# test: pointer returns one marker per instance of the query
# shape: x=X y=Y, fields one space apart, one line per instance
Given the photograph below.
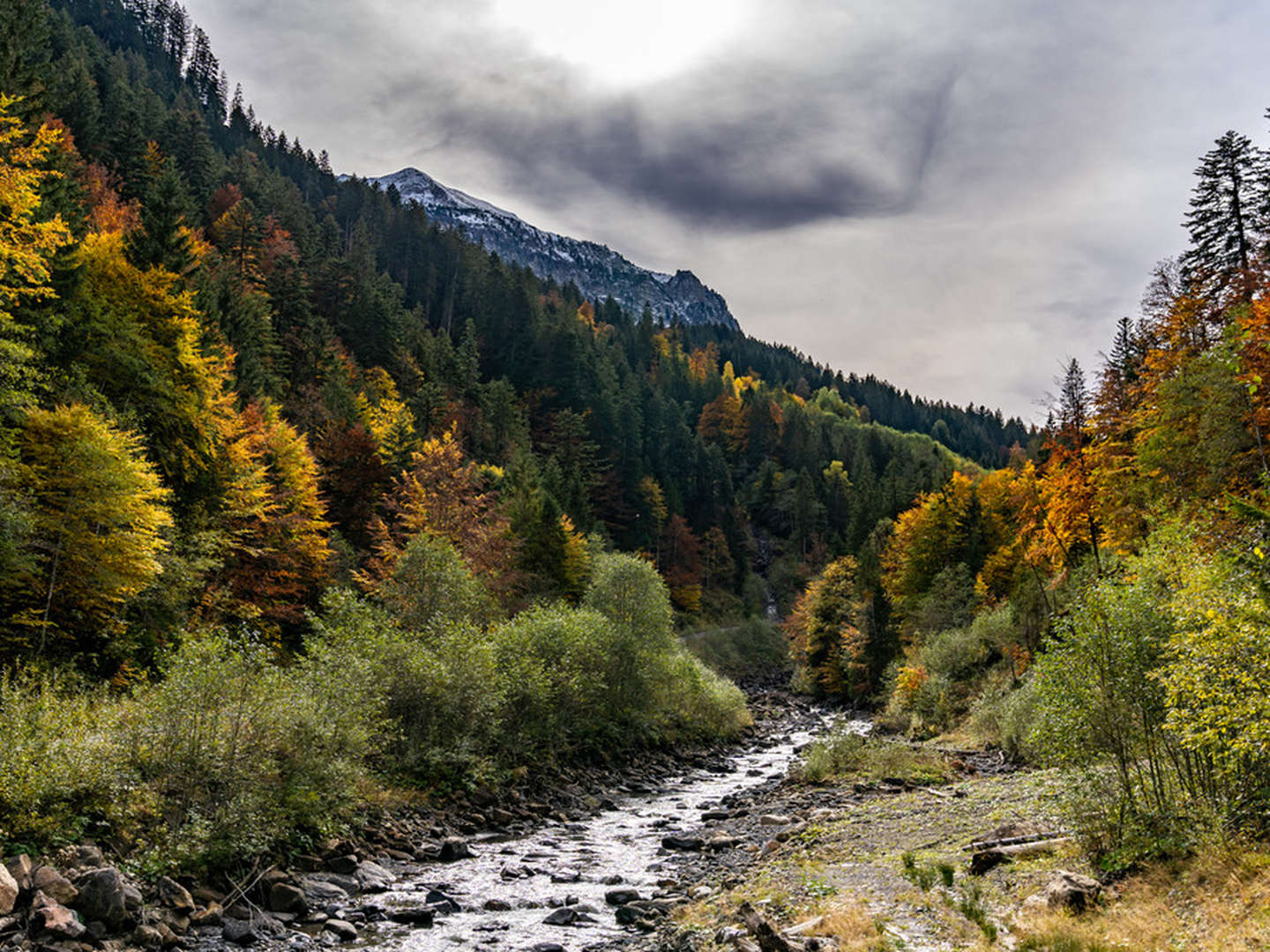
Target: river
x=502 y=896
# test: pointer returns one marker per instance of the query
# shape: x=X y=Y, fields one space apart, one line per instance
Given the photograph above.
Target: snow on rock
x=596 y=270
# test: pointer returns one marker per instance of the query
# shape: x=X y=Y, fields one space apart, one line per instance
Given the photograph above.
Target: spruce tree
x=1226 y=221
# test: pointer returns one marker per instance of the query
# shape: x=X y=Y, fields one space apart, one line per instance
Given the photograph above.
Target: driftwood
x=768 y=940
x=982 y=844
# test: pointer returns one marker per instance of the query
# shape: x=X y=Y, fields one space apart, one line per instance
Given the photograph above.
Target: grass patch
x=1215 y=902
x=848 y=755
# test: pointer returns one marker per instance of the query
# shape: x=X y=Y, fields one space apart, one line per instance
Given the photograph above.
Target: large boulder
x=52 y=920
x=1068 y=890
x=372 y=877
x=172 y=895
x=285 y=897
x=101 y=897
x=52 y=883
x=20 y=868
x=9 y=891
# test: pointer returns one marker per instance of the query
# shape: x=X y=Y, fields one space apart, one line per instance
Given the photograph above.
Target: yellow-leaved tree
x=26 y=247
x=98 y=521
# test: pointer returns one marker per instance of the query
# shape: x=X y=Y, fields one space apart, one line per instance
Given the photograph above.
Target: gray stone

---+---

Exercise directions —
Render every line of the listing above as a numbered list, skipping blank lines and leaving out the picture.

Solution for this problem —
1. # test: pointer returns one marker per instance of the query
2. # shape: x=X y=Y, fields one space apart, one line per instance
3. Given the photograph below.
4. Target: river
5. x=502 y=896
6. # test: pointer returns one marker per instance of the query
7. # shape: x=X y=Y, fields one space apart, one line per instance
8. Given the photograph above.
9. Target: snow on rock
10. x=596 y=270
11. # test: pointer returns one marker per instance of the query
12. # shape: x=X y=Y, fields one space apart, one line per instance
13. Given the photograph above.
14. Target: spruce tree
15. x=1226 y=221
16. # test: pointer returns one marker per instance of the query
17. # shape: x=X y=Y, fields one space apart, one line per instance
18. Given the photograph above.
19. Target: driftwood
20. x=768 y=940
21. x=982 y=844
22. # test: pointer returns one marker per instance of the query
23. # shape: x=X y=Y, fields one space apart, one line per instance
24. Given the photograph above.
25. Target: grass patch
26. x=1215 y=902
27. x=848 y=755
28. # test: pointer returns one marker per instance of the query
29. # shape: x=X y=Y, fields one space apart, one line per instance
30. Given the photograph above.
31. Target: large boulder
32. x=52 y=920
33. x=1068 y=890
34. x=372 y=877
35. x=172 y=895
36. x=285 y=897
37. x=101 y=897
38. x=52 y=883
39. x=20 y=868
40. x=9 y=891
41. # test: pointer returns one marker per instance of the query
42. # shape: x=X y=Y, fields one space apart, one line per instance
43. Given the photograph above.
44. Target: yellow-leaved tree
45. x=26 y=247
46. x=98 y=521
47. # test: pointer returns one marker per instance of the query
48. # shape: x=X y=Y, fields one space apart, one line per instance
49. Given the photograph above.
50. Target: gray stone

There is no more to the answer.